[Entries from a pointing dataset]
# # #
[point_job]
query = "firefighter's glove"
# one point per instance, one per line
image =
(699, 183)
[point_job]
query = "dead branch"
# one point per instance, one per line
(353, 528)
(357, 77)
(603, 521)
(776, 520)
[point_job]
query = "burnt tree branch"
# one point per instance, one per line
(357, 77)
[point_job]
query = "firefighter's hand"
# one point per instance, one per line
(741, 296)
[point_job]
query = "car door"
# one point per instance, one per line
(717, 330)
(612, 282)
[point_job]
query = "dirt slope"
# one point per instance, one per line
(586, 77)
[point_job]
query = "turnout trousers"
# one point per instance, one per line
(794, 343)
# # #
## WHAT THE EXERCISE ASKS
All of the material above needs to be retyped word for word.

## TASK ANSWER
[point_job]
query = "firefighter's glove"
# one point per instance, one per line
image =
(699, 183)
[point_job]
query = "dead branch"
# one point per instance, one per line
(353, 528)
(357, 77)
(603, 521)
(776, 520)
[point_job]
query = "burnt tree branch"
# one point per instance, one per line
(357, 77)
[point_job]
query = "firefighter's hand"
# one point per instance, one per line
(741, 296)
[point_job]
query = "car door"
# one point per instance, one per line
(717, 330)
(612, 282)
[point_job]
query = "dirt slope"
# one point per instance, one per line
(586, 77)
[point_job]
query = "turnout trousers"
# one point per instance, one per line
(794, 343)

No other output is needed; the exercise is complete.